- _TASK OBJECTIVE_
In the blog post about the grapefruit below, which fruit does the writer say you can't go wrong with?

Friday, October 20, 2017

The Grapefruit I Will Never Eat

There's a grapefruit on my kitchen counter and it's reminding me of all my inadequacies as a parent. I should have fucking known better.  I should have learned by now not to buy fruit that can't be consumed one-handed.  I am a mom.  I cannot reasonably be expected to get out a bowl, peel a piece of fruit, divide it into edible pieces, separate the fruit from the nasty skin, eat it, and then wipe my hands WITH A NAPKIN of all things.  Can you imagine? A NAPKIN. Christ what was I thinking?

I knew better in the grocery store.  I knew I should have gone with bananas or something.  Or apples. You can't go wrong with apples.  You can eat them one handed AND you can cut them up to take to the playground as a snack.  Oh JESUS I am out of apples and I am about to take my kids to the playground.  I have a mutiny on my hands. I guess I could pack up this grapefruit, but OH WAIT THAT WILL NEVER WORK.

I will never, ever eat this.

You know what?  I'm just going to throw this thing away.  It's taunting me, and making me feel undue pressure. I will try again in another year.  When I am not breastfeeding, I will have the capacity to peel and eat citrus without having to enlist childcare services. It's probably all shriveled up inside anyways.

- _DATASET ENTRIES_
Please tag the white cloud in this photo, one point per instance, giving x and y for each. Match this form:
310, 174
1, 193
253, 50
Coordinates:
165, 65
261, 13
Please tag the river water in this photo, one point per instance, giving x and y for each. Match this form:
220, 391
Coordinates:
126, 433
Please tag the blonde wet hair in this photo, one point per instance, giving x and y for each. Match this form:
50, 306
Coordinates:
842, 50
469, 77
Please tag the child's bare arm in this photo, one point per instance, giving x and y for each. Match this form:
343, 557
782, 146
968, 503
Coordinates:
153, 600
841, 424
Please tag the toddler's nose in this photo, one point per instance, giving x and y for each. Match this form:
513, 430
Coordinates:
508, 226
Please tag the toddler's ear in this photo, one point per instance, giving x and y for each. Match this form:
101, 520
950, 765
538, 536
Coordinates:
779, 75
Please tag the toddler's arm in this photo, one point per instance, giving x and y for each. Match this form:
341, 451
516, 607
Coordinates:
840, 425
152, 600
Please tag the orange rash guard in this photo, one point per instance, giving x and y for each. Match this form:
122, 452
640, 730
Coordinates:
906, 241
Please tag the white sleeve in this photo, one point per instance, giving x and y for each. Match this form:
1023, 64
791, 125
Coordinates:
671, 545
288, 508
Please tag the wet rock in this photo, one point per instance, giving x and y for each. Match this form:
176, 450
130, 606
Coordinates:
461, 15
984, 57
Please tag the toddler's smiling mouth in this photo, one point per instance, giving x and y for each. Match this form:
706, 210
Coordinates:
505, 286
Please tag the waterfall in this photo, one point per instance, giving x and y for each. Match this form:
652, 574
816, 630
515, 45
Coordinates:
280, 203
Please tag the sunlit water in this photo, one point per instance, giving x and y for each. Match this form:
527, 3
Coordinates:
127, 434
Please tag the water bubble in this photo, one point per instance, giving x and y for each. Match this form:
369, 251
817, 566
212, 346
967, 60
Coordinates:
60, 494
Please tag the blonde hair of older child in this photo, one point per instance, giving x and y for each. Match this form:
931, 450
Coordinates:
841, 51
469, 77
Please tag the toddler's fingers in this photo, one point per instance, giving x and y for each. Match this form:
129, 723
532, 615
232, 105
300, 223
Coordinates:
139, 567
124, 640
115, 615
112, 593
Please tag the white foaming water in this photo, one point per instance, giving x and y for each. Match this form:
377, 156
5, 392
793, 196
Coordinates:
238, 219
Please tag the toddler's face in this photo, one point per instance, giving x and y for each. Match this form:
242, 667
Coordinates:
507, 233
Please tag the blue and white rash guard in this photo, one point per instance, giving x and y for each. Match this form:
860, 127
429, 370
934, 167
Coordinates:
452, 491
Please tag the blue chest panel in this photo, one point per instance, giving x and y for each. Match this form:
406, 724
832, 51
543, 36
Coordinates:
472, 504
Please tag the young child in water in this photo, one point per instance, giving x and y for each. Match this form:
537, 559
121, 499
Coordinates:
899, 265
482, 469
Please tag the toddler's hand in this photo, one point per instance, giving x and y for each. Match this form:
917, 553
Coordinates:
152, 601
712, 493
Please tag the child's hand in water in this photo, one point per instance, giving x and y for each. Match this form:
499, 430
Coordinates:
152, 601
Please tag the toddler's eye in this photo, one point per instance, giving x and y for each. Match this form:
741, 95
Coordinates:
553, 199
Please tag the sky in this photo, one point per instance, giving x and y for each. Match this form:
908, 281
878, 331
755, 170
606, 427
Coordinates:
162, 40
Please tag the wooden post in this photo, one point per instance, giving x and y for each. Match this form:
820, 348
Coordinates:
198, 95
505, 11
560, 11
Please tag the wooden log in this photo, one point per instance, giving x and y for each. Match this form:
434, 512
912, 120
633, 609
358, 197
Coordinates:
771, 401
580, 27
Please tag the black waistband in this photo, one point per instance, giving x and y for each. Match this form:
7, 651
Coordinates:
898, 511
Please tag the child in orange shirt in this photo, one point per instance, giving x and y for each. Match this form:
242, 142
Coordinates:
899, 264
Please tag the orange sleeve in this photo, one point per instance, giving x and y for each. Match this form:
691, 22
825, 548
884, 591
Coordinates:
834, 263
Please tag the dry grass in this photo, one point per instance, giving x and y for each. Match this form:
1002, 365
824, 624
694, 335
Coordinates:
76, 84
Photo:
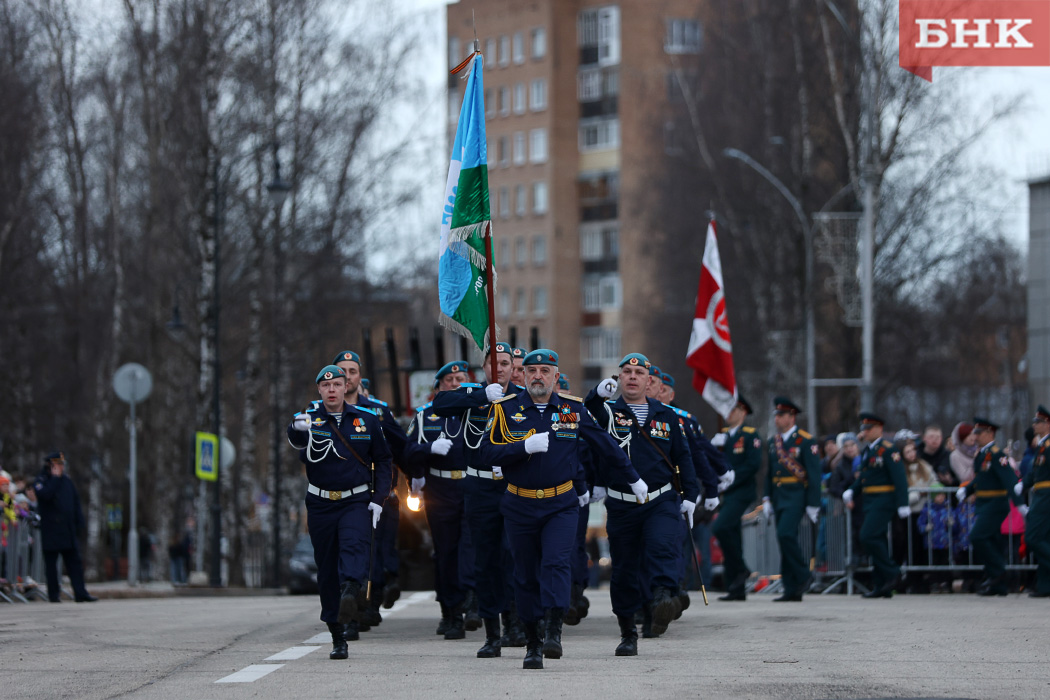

- _THE OUTPUT_
Apples.